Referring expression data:
══════

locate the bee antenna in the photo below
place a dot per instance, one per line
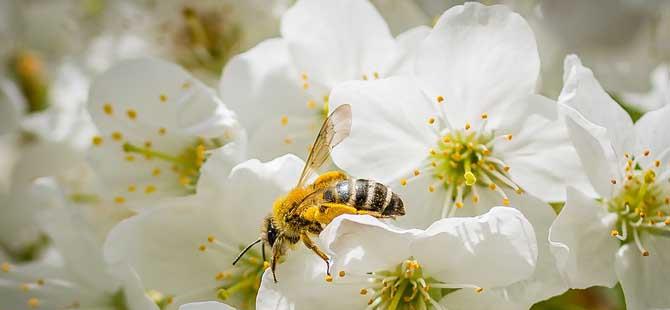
(245, 251)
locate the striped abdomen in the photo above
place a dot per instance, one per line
(365, 195)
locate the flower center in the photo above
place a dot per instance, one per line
(641, 205)
(462, 161)
(405, 287)
(208, 39)
(186, 164)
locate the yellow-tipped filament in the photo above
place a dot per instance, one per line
(406, 287)
(642, 203)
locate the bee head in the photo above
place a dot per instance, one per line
(269, 232)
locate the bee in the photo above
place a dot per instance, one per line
(308, 208)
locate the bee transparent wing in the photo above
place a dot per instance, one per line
(334, 129)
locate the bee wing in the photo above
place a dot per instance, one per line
(334, 129)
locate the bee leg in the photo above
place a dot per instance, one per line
(277, 251)
(310, 245)
(328, 178)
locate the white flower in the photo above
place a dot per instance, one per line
(420, 265)
(657, 97)
(184, 248)
(467, 133)
(622, 235)
(280, 89)
(157, 125)
(79, 279)
(208, 305)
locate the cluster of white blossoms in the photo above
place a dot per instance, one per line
(132, 184)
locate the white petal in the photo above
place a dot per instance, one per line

══════

# WHAT NEEDS TO BE DONE
Take the records from their first line through the line containing "locate the bee head in the photo above" and please return exactly those lines, both ends included, minus the pictures.

# RESPONSE FOR THIS EXERCISE
locate the bee antenna in the photo below
place a dot per instance, one per line
(245, 251)
locate the striped abdomen in the photo above
place a dot per instance, one per line
(365, 195)
locate the flower center in the photo above
place a dot per instance, one per line
(641, 205)
(462, 161)
(405, 287)
(208, 39)
(186, 164)
locate the yellow-tipped filament in the photo above
place a dot per instance, one per line
(406, 287)
(642, 203)
locate the bee head in the photo above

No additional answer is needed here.